Brief =
Update the stretch of the listing from the line containing "Circle every stone castle" through the line containing "xmin=152 ymin=44 xmax=166 ymax=78" by changing "stone" to "granite", and give back only those lines with nothing else altered.
↓
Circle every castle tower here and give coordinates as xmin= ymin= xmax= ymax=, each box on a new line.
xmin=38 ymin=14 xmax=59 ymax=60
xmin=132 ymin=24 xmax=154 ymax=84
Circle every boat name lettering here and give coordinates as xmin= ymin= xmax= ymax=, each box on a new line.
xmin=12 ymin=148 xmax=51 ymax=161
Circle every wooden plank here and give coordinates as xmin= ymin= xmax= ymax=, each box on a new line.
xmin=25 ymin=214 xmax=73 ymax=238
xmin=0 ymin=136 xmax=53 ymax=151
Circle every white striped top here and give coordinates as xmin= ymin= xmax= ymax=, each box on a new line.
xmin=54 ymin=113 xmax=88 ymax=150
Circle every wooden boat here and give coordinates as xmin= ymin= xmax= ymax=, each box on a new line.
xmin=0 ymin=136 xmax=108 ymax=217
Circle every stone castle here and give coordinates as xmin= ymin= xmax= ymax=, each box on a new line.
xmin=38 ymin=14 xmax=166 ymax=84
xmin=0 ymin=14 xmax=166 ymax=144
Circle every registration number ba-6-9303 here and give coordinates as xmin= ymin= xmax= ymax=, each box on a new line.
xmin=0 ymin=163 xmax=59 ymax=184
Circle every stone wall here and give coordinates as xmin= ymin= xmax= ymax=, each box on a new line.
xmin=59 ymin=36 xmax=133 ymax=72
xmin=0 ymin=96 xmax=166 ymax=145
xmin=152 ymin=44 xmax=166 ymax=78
↑
↓
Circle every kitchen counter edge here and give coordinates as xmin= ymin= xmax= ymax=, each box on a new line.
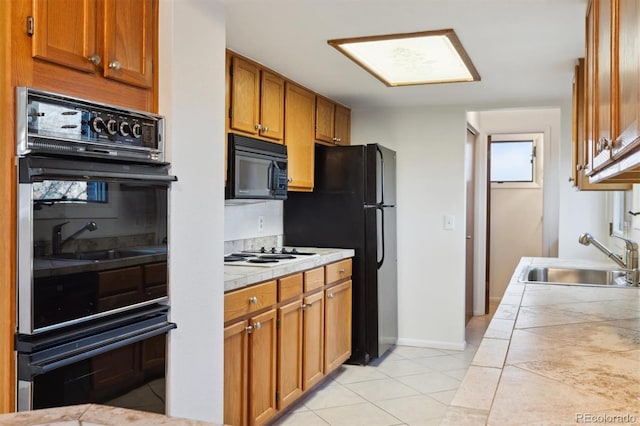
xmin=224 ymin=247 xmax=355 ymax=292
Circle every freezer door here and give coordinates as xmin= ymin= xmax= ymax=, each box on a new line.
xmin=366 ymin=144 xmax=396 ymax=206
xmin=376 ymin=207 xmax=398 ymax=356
↑
Response =
Circle every granite castle here and give coordinates as xmin= ymin= xmax= ymax=, each box on a new line.
xmin=38 ymin=14 xmax=166 ymax=84
xmin=0 ymin=14 xmax=166 ymax=144
Circle every registration number ba-6-9303 here and give coordinates as xmin= ymin= xmax= ymax=, each box on a new line.
xmin=0 ymin=163 xmax=59 ymax=184
Circle every granite wall here and give coordinates as xmin= ymin= xmax= ymax=, each box on a new line.
xmin=59 ymin=36 xmax=133 ymax=72
xmin=0 ymin=96 xmax=166 ymax=145
xmin=152 ymin=44 xmax=166 ymax=78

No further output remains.